Problem => Please repeat the Monkey Shoulder passage starting at "Mains: When Monkey" and ending at "three original distilleries.", swapping "master blender" for "chief blender".

Article =>
____
Mains: When Monkey Shoulder first came out, it was a blend of three different Speyside Scotches, which was our Glenfiddich, our Balvenie, and then our Kininvie. Brian Kinsman, our master blender, was looking specifically for certain flavor notes that would also be able to work while in mixing, and would probably attract a lot of the bourbon drinkers that had become so popular at the time.

So he was looking for barrels that had the flavor notes of the fruity malts, the oranges, the gingers, some of that spice that you get, the great cinnamon notes. And then that vanilla that is so approachable and, I think, comforting and fun for people to enjoy. So that was what originally, when they tasted through all these different barrels from those three original distilleries.

And that became, if you look on every bottle of Monkey Shoulder, Batch 27. And that is the batch that we hold our flavor profile to, that every single bottle now that is produced is made to taste exactly like.

Monkey Shoulder, when it came out, grew in popularity, I think, quicker than anybody expected it to. I know here in the United States that during the last five years it’s been, among bartenders, the number one trending Scotch, the best selling ssotch in your top tier bars. And so, to keep up with the demand, because it is so popular, we have expanded now to where we sometimes use not necessarily just those three distilleries – it’s not the same exact thing that it’s a barrel from each – but it is just Speyside malt that we are blending, just to make sure that we hit that same exact flavor profile that we have in Batch 27.

So we blend it in small batches. Brian selects three different barrels from those Speyside distilleries and blends that in a small batch. After we know our taste panel tastes those barrels to make sure that we’ve hit the exact notes that we’re looking for, we then marry that into a larger marrying tun. That’s being continuously married into a larger tun after we’ve married those small batches, and then from that tun, where we’re marrying those batches, is where we bottle from.
____
Information given =>

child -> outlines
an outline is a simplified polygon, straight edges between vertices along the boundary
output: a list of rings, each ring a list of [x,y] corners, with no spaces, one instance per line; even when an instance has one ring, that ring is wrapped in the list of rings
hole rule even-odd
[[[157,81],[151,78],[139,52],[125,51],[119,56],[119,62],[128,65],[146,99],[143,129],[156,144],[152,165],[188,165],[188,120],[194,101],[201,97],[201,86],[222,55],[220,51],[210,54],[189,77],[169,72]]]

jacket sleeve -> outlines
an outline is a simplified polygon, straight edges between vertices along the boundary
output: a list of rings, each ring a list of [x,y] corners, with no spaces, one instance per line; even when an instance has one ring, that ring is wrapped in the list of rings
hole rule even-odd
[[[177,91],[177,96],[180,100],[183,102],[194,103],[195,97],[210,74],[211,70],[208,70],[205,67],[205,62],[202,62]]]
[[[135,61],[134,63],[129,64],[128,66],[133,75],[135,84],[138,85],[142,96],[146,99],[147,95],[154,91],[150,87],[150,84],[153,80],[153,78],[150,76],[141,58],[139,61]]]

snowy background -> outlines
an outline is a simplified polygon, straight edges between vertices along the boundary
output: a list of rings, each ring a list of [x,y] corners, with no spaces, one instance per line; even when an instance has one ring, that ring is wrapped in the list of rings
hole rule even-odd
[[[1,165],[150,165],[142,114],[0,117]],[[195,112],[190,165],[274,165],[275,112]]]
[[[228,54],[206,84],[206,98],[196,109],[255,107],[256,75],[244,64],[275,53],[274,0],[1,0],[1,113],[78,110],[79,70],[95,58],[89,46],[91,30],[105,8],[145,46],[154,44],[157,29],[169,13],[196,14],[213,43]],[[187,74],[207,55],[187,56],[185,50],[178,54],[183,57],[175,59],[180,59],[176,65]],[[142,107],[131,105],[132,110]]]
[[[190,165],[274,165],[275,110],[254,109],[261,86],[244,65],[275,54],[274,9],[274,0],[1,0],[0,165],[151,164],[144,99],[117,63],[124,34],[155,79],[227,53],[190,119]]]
____
Answer to this exercise =>
Mains: When Monkey Shoulder first came out, it was a blend of three different Speyside Scotches, which was our Glenfiddich, our Balvenie, and then our Kininvie. Brian Kinsman, our chief blender, was looking specifically for certain flavor notes that would also be able to work while in mixing, and would probably attract a lot of the bourbon drinkers that had become so popular at the time.

So he was looking for barrels that had the flavor notes of the fruity malts, the oranges, the gingers, some of that spice that you get, the great cinnamon notes. And then that vanilla that is so approachable and, I think, comforting and fun for people to enjoy. So that was what originally, when they tasted through all these different barrels from those three original distilleries.